WHY DID THIS COP KILLER WALK SCOTT FREE?

Late Monday, a Cook County judge acquitted Chicago police officer Dante Servin of several homicide-related charges for the fatal shooting of an unarmed woman standing outside with some friends near his home. It was the first time in 15 years that a police officer had been charged in Chicago for a fatal shooting. And the courtroom attendees exploded in outrage as Judge Dennis Porter announced Servin was not guilty on all charges for killing 22-year-old Rekia Boyd.

But Porter’s ruling was particularly confounding because of bizarre reasoning that some legal experts are calling “incredible.” In an opinion that lamented Servin was never charged with the more severe crimes of first- and second-degree murder, Porter suggested he was acquitting Servin and sending him home without any punishment because the involuntary manslaughter charge against him was actually not severe enough.

[Dataset excerpts on object pointing]
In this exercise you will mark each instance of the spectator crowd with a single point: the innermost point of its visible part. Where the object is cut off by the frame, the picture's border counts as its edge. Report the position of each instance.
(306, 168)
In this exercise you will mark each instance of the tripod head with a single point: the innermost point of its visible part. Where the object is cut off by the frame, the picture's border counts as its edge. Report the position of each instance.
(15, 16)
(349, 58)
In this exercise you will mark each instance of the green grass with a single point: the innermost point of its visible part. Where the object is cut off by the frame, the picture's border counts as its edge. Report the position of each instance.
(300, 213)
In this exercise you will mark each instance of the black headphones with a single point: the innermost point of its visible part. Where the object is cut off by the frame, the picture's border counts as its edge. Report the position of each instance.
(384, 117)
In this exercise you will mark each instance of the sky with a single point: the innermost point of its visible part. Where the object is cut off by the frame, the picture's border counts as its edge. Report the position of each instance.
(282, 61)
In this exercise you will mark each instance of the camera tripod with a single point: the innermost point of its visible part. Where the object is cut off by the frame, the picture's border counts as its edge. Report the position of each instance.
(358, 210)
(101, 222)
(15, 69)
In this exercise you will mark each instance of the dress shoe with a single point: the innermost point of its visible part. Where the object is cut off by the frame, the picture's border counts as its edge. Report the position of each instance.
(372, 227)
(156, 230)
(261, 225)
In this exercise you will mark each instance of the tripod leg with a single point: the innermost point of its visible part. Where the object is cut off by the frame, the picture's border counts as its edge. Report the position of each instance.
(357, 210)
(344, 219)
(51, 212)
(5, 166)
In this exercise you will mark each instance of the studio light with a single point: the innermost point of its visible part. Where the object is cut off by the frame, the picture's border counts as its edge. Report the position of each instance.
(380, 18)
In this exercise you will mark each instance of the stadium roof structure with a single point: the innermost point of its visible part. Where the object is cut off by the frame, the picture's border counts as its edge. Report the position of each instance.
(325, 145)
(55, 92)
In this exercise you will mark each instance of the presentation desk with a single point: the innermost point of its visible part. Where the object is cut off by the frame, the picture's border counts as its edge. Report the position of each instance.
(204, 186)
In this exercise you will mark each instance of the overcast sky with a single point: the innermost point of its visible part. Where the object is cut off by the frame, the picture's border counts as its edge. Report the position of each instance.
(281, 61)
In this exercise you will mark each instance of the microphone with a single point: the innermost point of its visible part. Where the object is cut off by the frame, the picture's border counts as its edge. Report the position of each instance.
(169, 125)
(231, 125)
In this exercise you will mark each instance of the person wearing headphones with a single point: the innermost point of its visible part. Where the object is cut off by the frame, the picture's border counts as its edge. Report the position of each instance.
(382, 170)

* Work to do:
1 - In the article on the Dante Servin acquittal, transcribe everything from "Late Monday, a" down to "22-year-old Rekia Boyd.".
2 - Answer these from the article on the Dante Servin acquittal:
(a) How many years had passed since a police officer in Chicago had been charged for a fatal shooting?
(b) Which judge announced the verdict?
(c) Which charge did the judge suggest was not severe enough?
3 - Write the next part of the article on the Dante Servin acquittal, picking up after its final sentence.

* In response:
1 -
Late Monday, a Cook County judge acquitted Chicago police officer Dante Servin of several homicide-related charges for the fatal shooting of an unarmed woman standing outside with some friends near his home. It was the first time in 15 years that a police officer had been charged in Chicago for a fatal shooting. And the courtroom attendees exploded in outrage as Judge Dennis Porter announced Servin was not guilty on all charges for killing 22-year-old Rekia Boyd.

2 -
(a) 15 years
(b) Judge Dennis Porter
(c) The involuntary manslaughter charge

3 -
Servin was off duty when he fired the shots. He encountered a group gathered in an alley while driving through in his Mercedes sedan. As he drove the wrong way down the alley after an altercation, he said he thought he saw one of the men reach for a gun and fired several shots over his shoulder at individuals who had their backs to Servin. Servin hit 22-year-old Rekia Boyd in the back of the head, killing her.
“He was constantly shooting,” Icka Beamon testified, who was in the alley that night and ran for cover. “He was trying to kill all of us.”
Porter, the Cook County judge presiding over the case, agreed that Servin was acting intentionally when he fired his gun. In fact, he said in his ruling, Illinois courts have long held that when a defendant “intends to fire a gun, points it in the general direction of his or her intended victim, and shoots, such conduct is not merely reckless,” but “intentional” and “the crime, if any there be, is first degree murder.”

In a bizarre turn of reasoning, Porter suggests that since the first-degree murder charge is not on the table, and the crimes with which he was charged — involuntary manslaughter and reckless discharge of a gun — require that Servin was reckless, Servin cannot be convicted of any crime at all. Lamenting that both sides might “benefit from some closure on this question,” he nonetheless concludes that the law compels him to acquit Servin of all charges.

Porter’s reasoning doesn’t clearly square with several fundamental principles of criminal law, according to legal experts.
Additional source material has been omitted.